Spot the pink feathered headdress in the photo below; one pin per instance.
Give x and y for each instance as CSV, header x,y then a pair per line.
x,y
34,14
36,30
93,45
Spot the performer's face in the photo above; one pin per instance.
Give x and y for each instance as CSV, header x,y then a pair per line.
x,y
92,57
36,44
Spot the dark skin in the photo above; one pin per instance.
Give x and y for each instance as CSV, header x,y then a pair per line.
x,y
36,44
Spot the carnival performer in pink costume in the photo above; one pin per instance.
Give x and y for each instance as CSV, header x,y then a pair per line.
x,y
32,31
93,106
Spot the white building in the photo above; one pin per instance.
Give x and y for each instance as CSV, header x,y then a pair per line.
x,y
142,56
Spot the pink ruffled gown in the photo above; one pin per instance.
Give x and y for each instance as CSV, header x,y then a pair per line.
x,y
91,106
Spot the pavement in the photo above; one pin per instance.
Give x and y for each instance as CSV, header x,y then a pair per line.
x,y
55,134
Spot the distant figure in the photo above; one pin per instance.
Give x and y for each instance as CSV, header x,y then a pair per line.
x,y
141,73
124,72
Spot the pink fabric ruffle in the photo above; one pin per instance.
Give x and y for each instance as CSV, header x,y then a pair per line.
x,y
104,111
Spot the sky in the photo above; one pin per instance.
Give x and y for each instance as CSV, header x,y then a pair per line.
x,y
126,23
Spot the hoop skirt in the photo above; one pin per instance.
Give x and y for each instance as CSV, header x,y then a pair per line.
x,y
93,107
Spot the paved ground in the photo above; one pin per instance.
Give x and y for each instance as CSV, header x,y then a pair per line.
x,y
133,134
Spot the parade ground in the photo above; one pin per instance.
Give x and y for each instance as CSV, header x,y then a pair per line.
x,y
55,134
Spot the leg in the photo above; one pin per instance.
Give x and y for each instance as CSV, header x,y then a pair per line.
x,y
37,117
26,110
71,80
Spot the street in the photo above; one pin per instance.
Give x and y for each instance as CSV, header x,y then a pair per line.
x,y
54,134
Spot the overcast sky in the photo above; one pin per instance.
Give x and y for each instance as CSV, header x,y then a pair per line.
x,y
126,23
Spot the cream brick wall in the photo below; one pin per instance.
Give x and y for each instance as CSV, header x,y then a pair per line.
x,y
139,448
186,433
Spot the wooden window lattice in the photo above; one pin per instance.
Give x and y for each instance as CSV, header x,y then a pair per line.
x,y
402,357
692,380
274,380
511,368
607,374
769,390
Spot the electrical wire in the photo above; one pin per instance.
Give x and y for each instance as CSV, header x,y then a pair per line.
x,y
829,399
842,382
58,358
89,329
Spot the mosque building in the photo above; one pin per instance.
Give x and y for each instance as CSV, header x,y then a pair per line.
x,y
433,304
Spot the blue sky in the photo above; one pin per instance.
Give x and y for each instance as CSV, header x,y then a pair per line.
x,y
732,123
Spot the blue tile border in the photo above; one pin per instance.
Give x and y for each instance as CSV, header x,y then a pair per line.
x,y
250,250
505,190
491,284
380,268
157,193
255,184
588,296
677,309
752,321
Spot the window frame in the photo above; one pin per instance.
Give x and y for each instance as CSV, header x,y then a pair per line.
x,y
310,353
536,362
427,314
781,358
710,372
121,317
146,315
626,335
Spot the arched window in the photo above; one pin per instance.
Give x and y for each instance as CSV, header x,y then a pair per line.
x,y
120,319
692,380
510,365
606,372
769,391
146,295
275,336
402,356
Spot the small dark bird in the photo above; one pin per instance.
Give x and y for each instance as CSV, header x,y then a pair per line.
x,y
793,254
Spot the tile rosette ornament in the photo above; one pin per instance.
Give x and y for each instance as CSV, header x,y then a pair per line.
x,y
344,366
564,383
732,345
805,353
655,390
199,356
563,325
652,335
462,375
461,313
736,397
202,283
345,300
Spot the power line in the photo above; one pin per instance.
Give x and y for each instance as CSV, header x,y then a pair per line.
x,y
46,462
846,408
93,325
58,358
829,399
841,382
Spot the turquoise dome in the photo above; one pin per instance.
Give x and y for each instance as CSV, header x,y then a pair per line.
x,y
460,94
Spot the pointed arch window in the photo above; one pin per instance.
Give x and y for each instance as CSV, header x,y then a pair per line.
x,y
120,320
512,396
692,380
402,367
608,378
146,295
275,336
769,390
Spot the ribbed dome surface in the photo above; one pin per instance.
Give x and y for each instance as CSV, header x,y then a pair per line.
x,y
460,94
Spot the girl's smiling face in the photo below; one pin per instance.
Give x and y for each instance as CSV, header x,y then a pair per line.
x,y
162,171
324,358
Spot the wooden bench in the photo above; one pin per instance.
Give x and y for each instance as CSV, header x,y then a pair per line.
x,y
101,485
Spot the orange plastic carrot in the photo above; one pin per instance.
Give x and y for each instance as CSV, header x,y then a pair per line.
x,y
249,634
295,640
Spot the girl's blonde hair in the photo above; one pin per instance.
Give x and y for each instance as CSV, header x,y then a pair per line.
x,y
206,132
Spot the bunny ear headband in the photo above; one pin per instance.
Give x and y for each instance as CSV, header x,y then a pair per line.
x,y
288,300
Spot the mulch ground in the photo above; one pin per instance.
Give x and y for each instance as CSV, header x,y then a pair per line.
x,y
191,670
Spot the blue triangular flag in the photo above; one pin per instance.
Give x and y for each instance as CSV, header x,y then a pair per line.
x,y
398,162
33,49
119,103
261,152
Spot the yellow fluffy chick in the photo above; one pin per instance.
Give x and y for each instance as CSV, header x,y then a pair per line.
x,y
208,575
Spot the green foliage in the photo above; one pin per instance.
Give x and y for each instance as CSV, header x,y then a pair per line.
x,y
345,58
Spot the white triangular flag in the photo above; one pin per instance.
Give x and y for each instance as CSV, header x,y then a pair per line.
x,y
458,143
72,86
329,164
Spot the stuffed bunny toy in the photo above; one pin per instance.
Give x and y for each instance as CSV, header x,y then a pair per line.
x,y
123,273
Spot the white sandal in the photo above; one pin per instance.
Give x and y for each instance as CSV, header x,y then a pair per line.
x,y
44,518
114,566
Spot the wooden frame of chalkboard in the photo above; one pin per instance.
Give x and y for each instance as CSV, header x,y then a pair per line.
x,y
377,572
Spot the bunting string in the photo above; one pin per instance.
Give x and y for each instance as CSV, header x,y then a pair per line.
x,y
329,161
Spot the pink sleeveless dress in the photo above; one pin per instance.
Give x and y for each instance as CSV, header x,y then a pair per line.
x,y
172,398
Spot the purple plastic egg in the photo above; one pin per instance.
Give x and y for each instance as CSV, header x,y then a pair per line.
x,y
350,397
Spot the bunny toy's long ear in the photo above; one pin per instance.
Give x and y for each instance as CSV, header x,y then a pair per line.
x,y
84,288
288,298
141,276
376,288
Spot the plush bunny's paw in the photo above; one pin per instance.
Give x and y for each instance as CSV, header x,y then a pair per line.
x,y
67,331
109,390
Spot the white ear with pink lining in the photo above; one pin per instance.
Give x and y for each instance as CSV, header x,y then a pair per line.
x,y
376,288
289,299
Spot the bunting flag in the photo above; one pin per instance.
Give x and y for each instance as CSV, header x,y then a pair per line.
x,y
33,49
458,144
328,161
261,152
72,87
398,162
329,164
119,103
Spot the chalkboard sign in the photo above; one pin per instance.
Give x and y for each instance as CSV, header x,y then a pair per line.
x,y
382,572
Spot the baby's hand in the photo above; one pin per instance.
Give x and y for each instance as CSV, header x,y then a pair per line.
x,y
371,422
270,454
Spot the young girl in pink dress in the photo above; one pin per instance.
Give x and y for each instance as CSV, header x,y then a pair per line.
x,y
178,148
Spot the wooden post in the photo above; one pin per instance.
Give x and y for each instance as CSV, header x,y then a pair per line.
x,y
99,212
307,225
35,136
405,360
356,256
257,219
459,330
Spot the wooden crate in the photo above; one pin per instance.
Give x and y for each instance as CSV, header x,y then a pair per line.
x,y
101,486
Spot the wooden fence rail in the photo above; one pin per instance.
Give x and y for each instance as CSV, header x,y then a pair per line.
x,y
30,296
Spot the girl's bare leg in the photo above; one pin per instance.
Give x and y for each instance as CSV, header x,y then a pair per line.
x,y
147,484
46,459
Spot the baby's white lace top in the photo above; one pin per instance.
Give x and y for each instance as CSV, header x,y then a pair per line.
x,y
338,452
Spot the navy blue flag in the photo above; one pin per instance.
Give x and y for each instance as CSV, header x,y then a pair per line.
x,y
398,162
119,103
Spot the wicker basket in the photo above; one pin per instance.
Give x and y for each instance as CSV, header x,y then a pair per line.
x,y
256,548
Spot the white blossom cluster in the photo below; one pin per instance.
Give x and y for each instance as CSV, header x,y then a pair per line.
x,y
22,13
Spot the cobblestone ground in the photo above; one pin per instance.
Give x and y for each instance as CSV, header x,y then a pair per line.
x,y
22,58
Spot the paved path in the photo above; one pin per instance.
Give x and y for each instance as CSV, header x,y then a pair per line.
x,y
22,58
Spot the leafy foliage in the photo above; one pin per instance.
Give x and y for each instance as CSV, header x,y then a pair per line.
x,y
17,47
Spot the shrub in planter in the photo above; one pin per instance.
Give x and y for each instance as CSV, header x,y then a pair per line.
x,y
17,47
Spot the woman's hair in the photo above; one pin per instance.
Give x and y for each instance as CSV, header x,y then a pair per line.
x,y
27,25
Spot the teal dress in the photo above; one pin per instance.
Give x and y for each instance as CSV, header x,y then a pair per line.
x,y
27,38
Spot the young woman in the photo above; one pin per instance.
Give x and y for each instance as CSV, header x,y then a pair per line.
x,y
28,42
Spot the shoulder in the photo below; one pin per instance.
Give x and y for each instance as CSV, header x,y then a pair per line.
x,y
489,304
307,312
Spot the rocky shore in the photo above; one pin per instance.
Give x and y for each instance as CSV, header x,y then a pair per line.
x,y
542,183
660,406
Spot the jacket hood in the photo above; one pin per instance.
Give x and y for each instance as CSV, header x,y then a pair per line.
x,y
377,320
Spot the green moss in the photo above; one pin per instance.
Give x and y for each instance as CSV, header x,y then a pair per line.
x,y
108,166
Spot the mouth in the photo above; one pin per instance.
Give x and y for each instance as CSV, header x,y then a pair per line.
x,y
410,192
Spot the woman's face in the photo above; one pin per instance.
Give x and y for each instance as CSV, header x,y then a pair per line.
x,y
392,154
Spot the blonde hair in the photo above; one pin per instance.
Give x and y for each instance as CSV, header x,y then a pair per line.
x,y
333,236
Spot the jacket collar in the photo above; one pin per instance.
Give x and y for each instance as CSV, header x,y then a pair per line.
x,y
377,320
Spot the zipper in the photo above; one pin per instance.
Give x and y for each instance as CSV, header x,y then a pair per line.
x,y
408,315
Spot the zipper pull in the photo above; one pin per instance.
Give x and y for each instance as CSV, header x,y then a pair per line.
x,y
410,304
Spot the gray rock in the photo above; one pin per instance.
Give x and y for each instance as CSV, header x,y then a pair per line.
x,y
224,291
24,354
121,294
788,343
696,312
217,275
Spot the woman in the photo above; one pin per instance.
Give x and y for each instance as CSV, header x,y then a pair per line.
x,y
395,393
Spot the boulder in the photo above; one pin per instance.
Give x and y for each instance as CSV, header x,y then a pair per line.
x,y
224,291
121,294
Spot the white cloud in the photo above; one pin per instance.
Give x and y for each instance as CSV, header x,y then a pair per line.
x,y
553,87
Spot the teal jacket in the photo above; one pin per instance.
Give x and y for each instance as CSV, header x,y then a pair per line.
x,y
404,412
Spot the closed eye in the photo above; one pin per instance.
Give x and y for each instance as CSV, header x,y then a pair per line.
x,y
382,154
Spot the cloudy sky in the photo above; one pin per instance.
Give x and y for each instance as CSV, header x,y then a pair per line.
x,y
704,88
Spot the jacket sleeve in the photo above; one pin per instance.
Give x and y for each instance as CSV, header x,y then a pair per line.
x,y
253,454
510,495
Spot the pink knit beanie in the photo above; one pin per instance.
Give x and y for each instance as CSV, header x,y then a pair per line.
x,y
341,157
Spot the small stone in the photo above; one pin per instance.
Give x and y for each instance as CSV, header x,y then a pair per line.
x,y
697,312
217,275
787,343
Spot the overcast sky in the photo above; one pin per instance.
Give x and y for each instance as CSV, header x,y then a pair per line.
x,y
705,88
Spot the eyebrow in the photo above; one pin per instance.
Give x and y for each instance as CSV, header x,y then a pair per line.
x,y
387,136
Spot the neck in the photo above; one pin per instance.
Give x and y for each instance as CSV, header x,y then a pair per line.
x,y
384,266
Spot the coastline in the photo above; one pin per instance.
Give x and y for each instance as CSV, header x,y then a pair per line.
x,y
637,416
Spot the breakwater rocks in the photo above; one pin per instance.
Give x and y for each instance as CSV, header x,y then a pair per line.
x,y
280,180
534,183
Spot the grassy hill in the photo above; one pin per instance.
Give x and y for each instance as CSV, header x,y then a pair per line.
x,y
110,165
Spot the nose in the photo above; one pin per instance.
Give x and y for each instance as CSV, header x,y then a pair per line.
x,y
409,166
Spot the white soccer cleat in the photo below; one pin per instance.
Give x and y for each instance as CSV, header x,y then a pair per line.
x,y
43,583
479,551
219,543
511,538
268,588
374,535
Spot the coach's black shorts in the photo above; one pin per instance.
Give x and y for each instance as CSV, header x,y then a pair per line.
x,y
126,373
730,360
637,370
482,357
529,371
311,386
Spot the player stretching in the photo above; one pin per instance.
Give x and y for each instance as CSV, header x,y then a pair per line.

================

◆ **Assignment**
Show, from the listing above, each line that contains the word "building".

◆ **Solution to the problem**
Spot the white building in the photo above; one pin per instance.
Spot the mosque building in the photo above; one pin per instance.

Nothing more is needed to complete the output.